課題の条件
**a)** データ解析最適化論のシラバスにある次の文を英語に訳しなさい。「講義では,データ解析のための機械学習(データ最適化手法)に関する技術と理論について学習する.」
**b)** データ解析最適化論のシラバスによると、この科目の担当教員は誰か。
**c)** データ解析最適化論のシラバスについて、最後の行に続く部分を示しなさい。

抜粋文
▶

シラバス参照

講義概要
2017/11/25 現在

科目基礎情報
授業科目名 データ解析最適化論
英文授業科目名 Advanced Topics in Data Analysis Optimization?
開講年度 2017年度 開講年次 全学年
開講学期 後学期 開講コース・課程 博士前期課程、博士後期課程
授業の方法 講義 単位数 2
科目区分 大学院専門教育科目 - 専門科目Ⅱ
開講学科・専攻 情報・ネットワーク工学専攻
担当教員名 笠井 裕之
居室 東2-611
公開E-Mail 笠井准教授<kasai@is.uec.ac.jp>
授業関連Webページ http://www.kasailab.com/lecture/data_optimization
更新日 2017/03/14 08:50:57 更新状況 公開中
講義情報
主題および
達成目標
This lecture addresses the fundamentals and algorithms of optimization theory which is one of core technologies of machine learning. Especially, non-linear programming is focused. Note that the topics related with combinational optimization, non-differential optimization, discrete optimization and linear programing are not provided.

講義では,データ解析のための機械学習(データ最適化手法)に関する技術と理論について学習する.
前もって履修
しておくべき科目
Linear algebra basic and calculus basic

線形代数および解析
前もって履修しておくこ
とが望ましい科目
Not special
教科書等 Not special
授業内容と
その進め方
以下の内容に従って講義を行うが,学生の理解度に合わせて適宜内容を調整する.

1:Introduction

- Big and high-dimensional data analysis and its issues
- Linear and logistic regression
- Optimization technique basis

2: Mathematic preliminaries

- Space R^n and R^{mxn} space
- Inner product and norms
- Eigenvalues and eigenvectors
- Basic topological concepts


3: Optimality conditions for unconstrained optimization

- Global and local optima
- Classification of matrices
- First/second order optimality conditions
- Quadratic functions

4: Least squares

- Overdetermined systems
- Data fitting
- Regularized least squares
- De-noising

5: Gradient method 1

- Descent direction methods
- Gradient method
- Condition number
- Diagonal scaling

6: Gradient method 2

- Line search (Exact, Backtracking, Wolf conditions, etc.)

◀

提供資料
▶

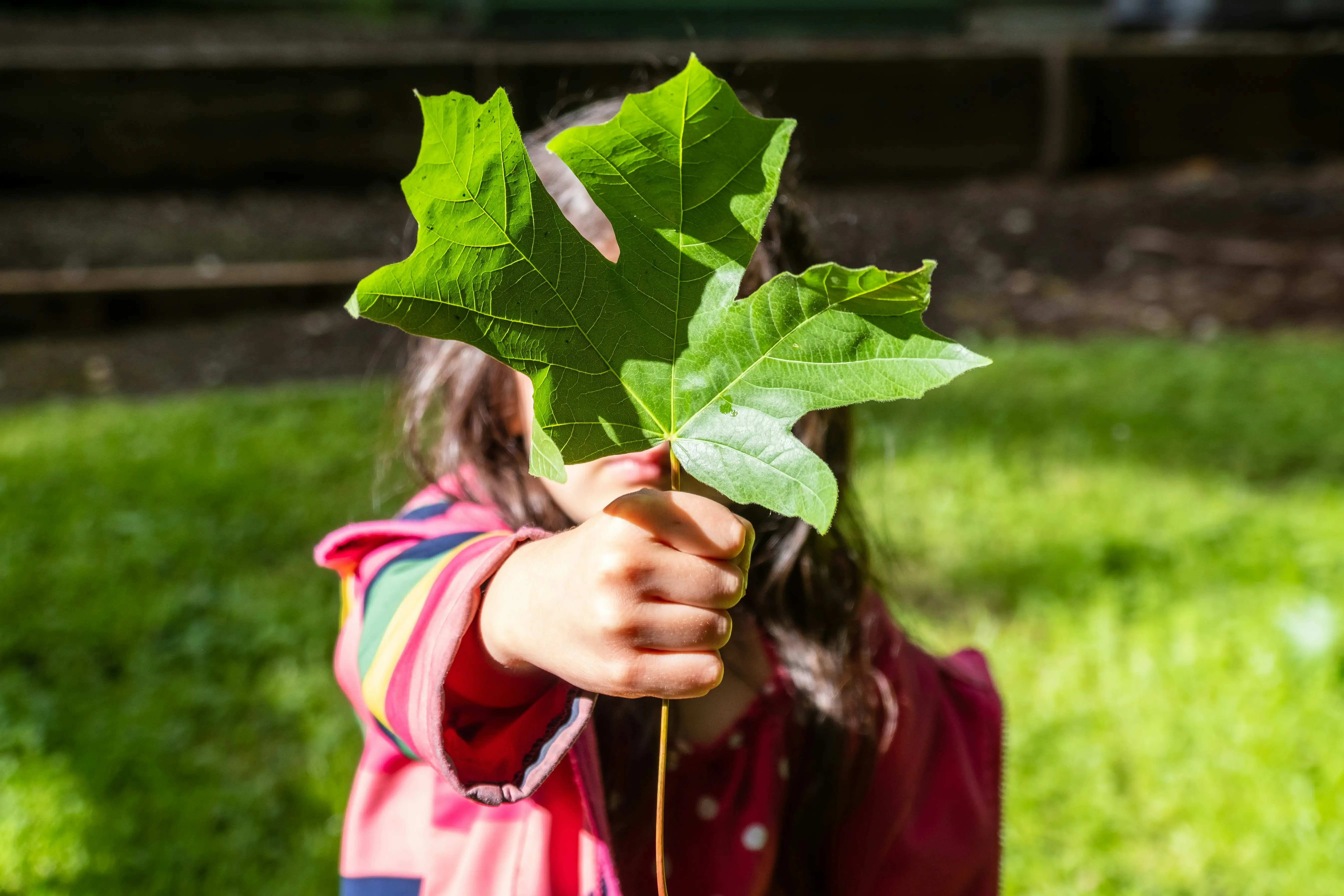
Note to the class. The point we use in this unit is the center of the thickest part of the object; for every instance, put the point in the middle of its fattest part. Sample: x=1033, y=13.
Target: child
x=815, y=752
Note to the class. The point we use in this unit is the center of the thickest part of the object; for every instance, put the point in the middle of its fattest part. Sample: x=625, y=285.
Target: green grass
x=1163, y=613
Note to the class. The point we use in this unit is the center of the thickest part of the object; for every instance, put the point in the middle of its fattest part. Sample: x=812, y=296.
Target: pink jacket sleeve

◀

各課題の解答
**a)** In the lecture, students study the techniques and theory of machine learning (data optimization methods) for data analysis.

**b)** 笠井 裕之

**c)**
- Convergence analysis

7: Newton's method

- Standard Newton's method
- Damped Newton's method
- Cholesky factorization based Newton's method

8: Convex sets and functions

- Definition and examples of convex sets
- First/second order order characterizations of convex functions

9: Convex optimization 1

- Stationarity
- Orthogonal projection
- Gradient projection method

10: Convex optimization 2

- Convergence analysis

11: Optimality conditions for linearly constrained problems

- Separation and alternative theorems (Farkas' lemma)
- KKT conditions
- Orthogonal regression

12: KKT conditions

- Fritz-John theorem
- KKT conditions for inequality/equality constrained problem
- KKT conditions for convex optimization problem

13: Duality

- Motivations
- Definition
- Weak/strong duality in convex case
- Examples (LP, QP, Orthogonal projection, Chebyshev center,  Sum of norms, Denoising, etc.)

14: Advanced topics 1

- Stochastic optimization (SGD, SAG, SVRG, etc.)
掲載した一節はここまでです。